§ Text block:
•••••
Question: How does a melatonin supplement work? I know that it's helpful for sleep, but it's a hormone and not a sedative like Ambien or Lunesta.

Question:

How does a melatonin supplement work? I know that it's helpful for sleep, but it's a hormone and not a sedative like Ambien or Lunesta.

Answer: You're exactly right. Melatonin is not a sedative, but a hormone secreted by the pineal gland in the brain that's involved in regulating the body's master clock and helping the body distinguish when we should be awake and when we should be asleep (a biological time cue). That's why, in small doses, melatonin supplements have been used to help people adapt to changes in sleep-wake cycles, like from jet travel across time zones or from shift work.

When you take an over-the-counter melatonin supplement of 2-6mg 30 to 90 minutes before bedtime, it advances the internal time clock because of a brief spike in the blood melatonin level and makes your body think it's later than it really is. For some folks, that will help with initial insomnia (difficulty falling asleep). Unfortunately, melatonin has not been shown to be very effective for chronic sleep disorders.
•••••
[Stored dataset entries]
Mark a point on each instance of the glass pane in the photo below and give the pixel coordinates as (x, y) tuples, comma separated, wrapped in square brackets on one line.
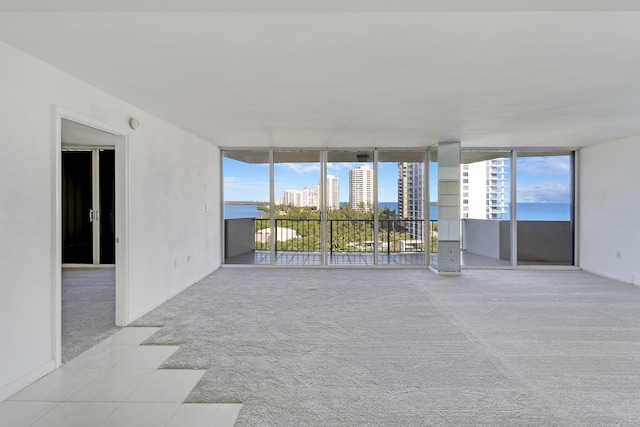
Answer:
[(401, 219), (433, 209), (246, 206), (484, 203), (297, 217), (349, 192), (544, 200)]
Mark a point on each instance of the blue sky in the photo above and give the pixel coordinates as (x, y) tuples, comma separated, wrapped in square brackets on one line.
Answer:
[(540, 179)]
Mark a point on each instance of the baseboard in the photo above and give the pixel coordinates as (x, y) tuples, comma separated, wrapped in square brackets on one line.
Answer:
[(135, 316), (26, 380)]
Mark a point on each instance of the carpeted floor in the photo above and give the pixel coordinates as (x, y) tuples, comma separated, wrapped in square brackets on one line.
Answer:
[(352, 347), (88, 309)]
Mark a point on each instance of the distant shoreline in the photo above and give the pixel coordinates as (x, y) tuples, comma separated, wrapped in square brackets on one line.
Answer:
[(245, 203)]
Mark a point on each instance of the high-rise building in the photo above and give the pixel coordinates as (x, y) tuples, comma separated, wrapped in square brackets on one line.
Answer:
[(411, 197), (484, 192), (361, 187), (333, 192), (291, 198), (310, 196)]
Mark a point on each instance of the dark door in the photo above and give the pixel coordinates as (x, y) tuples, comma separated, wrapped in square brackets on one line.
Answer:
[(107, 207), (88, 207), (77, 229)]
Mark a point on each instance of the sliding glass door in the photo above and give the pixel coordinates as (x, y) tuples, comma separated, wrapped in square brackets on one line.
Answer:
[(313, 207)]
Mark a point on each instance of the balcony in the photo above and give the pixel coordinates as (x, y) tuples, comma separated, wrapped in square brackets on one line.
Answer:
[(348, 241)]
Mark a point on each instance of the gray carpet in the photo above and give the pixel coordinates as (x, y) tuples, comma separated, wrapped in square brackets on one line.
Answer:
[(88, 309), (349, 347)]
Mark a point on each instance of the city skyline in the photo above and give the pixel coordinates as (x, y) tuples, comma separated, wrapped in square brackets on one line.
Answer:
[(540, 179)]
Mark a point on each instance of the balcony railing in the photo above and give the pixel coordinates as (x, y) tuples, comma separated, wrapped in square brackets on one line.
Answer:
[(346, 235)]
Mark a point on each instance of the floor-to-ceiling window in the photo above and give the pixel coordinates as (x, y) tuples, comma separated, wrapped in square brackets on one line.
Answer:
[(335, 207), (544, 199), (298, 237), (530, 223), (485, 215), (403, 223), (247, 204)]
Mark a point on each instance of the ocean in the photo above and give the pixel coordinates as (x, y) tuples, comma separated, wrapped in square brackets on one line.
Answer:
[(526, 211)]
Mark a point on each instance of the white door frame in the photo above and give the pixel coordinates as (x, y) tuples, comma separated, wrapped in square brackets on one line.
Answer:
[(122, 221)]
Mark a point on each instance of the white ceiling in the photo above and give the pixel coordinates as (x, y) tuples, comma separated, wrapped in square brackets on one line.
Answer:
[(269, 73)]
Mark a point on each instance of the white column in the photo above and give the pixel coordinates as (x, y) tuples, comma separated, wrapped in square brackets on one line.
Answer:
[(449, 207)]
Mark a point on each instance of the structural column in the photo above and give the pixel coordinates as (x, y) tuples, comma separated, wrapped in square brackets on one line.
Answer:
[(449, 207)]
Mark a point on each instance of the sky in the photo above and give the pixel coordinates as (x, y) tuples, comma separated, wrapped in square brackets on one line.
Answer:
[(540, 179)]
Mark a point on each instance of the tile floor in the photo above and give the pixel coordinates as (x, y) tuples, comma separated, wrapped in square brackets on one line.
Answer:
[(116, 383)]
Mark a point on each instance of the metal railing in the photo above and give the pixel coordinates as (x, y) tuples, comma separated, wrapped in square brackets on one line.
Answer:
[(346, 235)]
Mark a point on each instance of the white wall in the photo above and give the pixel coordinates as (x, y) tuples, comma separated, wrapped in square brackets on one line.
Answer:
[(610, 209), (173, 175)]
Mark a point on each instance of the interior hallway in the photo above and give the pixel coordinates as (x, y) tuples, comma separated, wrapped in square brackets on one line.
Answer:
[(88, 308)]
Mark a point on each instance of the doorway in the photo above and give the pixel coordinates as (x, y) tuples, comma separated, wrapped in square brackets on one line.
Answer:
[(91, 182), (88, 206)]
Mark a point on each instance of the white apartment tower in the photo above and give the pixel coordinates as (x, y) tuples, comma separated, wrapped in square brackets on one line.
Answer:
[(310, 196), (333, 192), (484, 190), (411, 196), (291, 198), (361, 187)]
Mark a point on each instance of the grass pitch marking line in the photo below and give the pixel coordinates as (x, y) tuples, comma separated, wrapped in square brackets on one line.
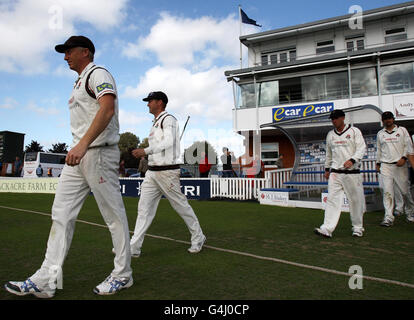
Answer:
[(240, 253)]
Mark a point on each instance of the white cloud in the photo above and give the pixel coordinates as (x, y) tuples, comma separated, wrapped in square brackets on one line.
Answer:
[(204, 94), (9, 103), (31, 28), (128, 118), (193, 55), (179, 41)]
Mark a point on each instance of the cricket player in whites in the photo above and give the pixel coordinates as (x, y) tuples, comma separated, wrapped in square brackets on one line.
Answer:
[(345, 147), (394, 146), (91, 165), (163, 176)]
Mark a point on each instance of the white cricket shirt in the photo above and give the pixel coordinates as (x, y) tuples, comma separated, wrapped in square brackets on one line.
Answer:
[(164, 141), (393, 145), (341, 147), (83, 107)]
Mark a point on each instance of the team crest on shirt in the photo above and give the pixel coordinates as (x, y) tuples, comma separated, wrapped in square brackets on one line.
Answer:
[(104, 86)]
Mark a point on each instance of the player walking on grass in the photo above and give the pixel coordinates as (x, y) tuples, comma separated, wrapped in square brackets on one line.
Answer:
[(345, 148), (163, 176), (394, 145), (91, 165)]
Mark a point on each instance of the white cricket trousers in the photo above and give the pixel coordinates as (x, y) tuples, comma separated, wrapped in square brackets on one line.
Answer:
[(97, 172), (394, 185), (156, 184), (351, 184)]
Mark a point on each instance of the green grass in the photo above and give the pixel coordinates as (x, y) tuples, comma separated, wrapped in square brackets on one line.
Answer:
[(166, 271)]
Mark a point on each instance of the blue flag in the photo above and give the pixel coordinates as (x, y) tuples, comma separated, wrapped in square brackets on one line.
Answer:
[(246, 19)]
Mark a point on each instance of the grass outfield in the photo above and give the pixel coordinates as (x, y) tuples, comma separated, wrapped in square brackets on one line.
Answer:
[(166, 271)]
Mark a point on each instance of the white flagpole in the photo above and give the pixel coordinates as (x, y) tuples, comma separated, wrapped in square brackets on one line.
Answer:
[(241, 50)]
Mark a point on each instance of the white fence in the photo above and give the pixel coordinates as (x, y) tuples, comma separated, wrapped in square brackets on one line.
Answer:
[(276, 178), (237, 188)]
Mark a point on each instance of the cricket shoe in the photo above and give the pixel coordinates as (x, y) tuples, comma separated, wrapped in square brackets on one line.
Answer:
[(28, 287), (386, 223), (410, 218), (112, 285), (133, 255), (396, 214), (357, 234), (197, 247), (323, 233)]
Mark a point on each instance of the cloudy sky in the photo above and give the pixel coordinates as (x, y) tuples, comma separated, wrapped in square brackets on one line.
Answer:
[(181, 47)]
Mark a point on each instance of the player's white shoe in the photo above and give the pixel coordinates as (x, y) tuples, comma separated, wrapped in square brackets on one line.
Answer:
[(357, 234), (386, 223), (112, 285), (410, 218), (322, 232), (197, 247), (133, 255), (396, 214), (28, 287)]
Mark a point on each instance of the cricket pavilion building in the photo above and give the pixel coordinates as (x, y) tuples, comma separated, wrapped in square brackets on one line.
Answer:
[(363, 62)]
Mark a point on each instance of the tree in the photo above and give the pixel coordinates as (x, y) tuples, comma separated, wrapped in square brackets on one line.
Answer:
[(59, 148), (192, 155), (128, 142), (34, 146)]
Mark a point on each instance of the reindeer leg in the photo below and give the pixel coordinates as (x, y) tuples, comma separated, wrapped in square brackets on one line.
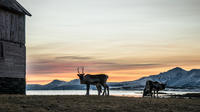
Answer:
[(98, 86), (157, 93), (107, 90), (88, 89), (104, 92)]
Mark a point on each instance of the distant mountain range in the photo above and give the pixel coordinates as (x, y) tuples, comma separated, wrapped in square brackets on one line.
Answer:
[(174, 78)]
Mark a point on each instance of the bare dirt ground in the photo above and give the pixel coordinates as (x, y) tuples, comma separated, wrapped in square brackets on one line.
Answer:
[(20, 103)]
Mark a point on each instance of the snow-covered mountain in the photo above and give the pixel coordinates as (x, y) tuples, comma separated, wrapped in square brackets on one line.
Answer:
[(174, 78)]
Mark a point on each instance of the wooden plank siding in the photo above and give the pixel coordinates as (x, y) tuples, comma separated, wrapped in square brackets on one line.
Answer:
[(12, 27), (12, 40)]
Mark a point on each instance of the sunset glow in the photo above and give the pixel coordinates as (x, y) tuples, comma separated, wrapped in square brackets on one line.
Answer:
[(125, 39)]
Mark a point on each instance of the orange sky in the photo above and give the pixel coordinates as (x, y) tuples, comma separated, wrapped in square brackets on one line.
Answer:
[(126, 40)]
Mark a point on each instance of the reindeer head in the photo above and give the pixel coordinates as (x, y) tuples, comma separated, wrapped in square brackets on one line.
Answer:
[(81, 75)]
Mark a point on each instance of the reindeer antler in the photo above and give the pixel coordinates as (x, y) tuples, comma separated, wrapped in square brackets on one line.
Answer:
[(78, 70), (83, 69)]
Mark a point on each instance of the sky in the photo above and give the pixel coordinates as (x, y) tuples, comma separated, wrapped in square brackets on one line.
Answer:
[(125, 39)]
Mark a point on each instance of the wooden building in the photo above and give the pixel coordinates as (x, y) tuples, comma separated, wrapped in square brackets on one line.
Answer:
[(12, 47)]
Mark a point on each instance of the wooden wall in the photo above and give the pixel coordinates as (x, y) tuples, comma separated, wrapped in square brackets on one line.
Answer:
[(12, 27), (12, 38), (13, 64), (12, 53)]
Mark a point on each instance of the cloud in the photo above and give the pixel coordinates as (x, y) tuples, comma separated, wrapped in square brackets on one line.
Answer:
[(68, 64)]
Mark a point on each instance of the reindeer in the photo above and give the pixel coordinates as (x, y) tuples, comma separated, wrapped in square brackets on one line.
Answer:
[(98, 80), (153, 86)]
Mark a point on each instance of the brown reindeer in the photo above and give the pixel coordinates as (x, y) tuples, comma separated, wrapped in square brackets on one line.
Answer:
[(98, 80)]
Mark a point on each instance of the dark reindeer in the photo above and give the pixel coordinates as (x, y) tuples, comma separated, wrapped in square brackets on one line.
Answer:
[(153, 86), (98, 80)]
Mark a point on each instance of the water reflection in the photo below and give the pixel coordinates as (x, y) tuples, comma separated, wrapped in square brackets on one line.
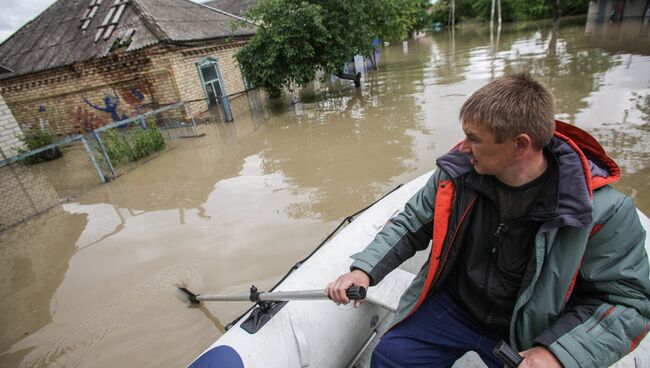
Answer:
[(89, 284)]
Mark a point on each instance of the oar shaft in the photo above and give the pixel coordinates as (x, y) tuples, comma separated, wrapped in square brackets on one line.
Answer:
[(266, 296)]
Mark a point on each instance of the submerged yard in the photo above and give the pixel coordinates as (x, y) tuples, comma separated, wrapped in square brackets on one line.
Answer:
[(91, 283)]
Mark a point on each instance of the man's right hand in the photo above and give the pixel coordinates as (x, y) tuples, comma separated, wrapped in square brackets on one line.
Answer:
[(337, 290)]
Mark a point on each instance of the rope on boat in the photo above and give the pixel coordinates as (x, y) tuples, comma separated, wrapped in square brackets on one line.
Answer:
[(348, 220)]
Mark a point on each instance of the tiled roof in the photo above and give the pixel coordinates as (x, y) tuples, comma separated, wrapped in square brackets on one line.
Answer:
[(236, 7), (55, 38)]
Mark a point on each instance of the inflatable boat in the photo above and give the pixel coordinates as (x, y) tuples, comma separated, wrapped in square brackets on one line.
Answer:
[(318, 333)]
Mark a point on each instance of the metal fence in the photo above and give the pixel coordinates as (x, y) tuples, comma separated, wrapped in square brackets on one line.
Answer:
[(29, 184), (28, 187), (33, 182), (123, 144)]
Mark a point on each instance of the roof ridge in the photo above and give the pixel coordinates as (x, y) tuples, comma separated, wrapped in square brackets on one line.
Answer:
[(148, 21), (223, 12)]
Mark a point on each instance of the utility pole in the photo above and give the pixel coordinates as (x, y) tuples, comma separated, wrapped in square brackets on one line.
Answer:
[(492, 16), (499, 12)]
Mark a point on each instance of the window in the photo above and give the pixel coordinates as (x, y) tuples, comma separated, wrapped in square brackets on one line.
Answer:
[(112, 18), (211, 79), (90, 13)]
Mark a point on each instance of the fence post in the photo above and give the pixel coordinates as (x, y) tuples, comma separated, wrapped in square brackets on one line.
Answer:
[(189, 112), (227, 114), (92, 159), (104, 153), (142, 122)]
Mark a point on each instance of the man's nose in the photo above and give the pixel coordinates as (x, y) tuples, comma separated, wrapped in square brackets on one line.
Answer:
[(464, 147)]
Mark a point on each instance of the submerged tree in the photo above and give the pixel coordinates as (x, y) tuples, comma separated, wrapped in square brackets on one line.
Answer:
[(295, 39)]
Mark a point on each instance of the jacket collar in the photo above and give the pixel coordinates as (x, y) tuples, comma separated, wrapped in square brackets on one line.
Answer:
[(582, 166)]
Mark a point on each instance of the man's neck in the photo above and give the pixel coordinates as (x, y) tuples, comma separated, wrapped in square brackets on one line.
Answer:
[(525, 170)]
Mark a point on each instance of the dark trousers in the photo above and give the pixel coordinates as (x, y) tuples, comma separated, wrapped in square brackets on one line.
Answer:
•••••
§ Exercise requirements:
1 > According to the melatonin text, which gland secretes melatonin?
2 > Continue the melatonin text from where it stops.

§ Per-task answers:
1 > The pineal gland in the brain.

2 >
Since a low light level is a stimulus for the secretion of melatonin, be sure to keep your room dark. An important piece of information about the use of melatonin is that more is not necessarily better. Too large a dose of supplemental melatonin (more than 6mg) will spill over onto the wrong side of the melatonin-regulated sleep-wake cycle and actually cause a melatonin-induced insomnia.

Why didn't pneumonia shot work?

Q:

I'm 78 years old. I received the pneumonia vaccine in 2004. At that time, my doctor said that the vaccination lasts 10 years. Can you explain why I was hospitalized this past summer with pneumonia?

A: Many folks think that their pneumonia shot will keep them from getting pneumonia, and that's not quite true. The pneumonia shot protects only against pneumococcal (streptococcal) pneumonia, the most common cause of bacterial pneumonia. And even that's only 60 to 70 percent effective at best. Other bacteria like H. influenza, staphylococcus, mycoplasma, chlamydia and neisseria also cause bacterial pneumonia. Viruses like influenza, respiratory syncytial virus (RSV), adenovirus, and parainfluenza can cause pneumonia that's viral. A flu shot will only protect against viral pneumonia if the cause of the infection is influenza.

As far as how long the pneumonia (pneumococcal) vaccine lasts, it can provide years of protection to someone younger than 65 with a healthy immune system. It's recommended that a second shot be given once a healthy person reaches 65. Folks who have any form of chronic illness should be revaccinated every five years.